▸ **Directions**: Would you repeat the listing exactly but omit every picture?

▸ **Records shown**:

:::::

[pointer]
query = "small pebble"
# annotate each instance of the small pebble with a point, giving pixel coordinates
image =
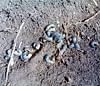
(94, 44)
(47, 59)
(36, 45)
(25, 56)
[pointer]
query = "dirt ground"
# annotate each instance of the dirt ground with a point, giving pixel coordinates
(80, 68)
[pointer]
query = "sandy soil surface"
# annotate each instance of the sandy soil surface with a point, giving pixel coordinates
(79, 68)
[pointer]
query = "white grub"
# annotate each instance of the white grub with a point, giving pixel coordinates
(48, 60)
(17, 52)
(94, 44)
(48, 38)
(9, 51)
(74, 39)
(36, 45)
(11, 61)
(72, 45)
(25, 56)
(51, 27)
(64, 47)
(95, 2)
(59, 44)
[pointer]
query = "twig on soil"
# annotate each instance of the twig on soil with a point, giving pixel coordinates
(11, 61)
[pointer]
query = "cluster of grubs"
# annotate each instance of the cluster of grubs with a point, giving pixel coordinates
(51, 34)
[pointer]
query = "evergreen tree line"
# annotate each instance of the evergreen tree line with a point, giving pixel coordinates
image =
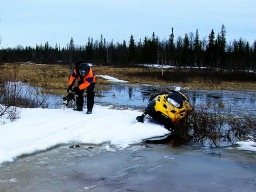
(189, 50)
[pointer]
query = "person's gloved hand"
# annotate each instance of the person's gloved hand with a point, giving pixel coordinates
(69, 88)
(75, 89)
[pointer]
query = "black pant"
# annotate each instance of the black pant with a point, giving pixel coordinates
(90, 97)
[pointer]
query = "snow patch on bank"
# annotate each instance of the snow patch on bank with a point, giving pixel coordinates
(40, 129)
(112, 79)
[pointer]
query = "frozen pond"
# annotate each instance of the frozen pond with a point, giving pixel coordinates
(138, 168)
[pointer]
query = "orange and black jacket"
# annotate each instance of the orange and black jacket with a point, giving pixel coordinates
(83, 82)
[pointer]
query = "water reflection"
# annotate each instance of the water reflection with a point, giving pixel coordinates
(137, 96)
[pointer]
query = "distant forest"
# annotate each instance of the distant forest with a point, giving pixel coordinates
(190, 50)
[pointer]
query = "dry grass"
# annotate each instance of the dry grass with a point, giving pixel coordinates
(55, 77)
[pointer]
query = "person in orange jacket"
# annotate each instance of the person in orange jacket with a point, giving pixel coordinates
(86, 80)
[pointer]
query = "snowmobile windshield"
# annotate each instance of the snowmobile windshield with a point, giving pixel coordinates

:::::

▸ **Answer to this exercise**:
[pointer]
query = "small pebble"
# annotate each instance of the small pebble with a point, giving pixel coordinates
image =
(94, 44)
(47, 59)
(36, 45)
(25, 56)
[pointer]
query = "dirt ground"
# annotate each instance of the dirt ground with a point, giving pixel coordinates
(80, 68)
[pointer]
query = "sandy soil surface"
# annotate each instance of the sandy soil surface with a point, giving pixel coordinates
(79, 68)
[pointer]
query = "white grub"
# annotate each instance of the white grub with a point, giving pixel coordinates
(48, 60)
(17, 52)
(94, 44)
(48, 38)
(9, 51)
(74, 39)
(36, 45)
(11, 61)
(72, 45)
(25, 56)
(51, 27)
(64, 47)
(95, 2)
(59, 44)
[pointer]
query = "twig on soil"
# annotate each instance of the twig on soil with a point, giving pixel coordinates
(11, 61)
[pointer]
query = "cluster of grubs"
# annotate each instance of the cluster of grubs with a point, giving pixel coordinates
(51, 34)
[pointer]
query = "evergreen tree line"
# annotate each instance of the evergreen tree line with a point, giving pixel coordinates
image =
(189, 50)
[pointer]
query = "person's gloved hand"
# annotate each instance of the person's gloved hand with a point, giving pixel coordinates
(69, 88)
(75, 89)
[pointer]
query = "black pant"
# annotate each instance of the black pant with a point, giving pixel coordinates
(90, 97)
[pointer]
query = "snow patch on bank"
# annotate each instance of the snow patch on bank with a point, giving pixel coordinates
(40, 129)
(112, 79)
[pointer]
query = "frozen pond"
# annotate each instance of the frozen pond with a point, giving pixel coordinates
(138, 168)
[pointer]
query = "orange and black jacket"
# annotate each instance of the orange and black jacket with a point, giving pixel coordinates
(83, 82)
[pointer]
query = "water reflection"
# annotate each instance of the water reflection with a point, giving pixel coordinates
(137, 96)
[pointer]
query = "distant forest"
# annotate each instance of the distant forest with a point, giving pixel coordinates
(190, 50)
[pointer]
query = "dry grass"
# annotate each instance of the dry grass with a point, giving pixel coordinates
(55, 77)
[pointer]
query = "person in orange jacket"
# annotate each instance of the person in orange jacket with a point, giving pixel coordinates
(86, 80)
[pointer]
query = "snowmobile windshield"
# annotate each instance of the snowmobile windshield with a point, giving pixel coordinates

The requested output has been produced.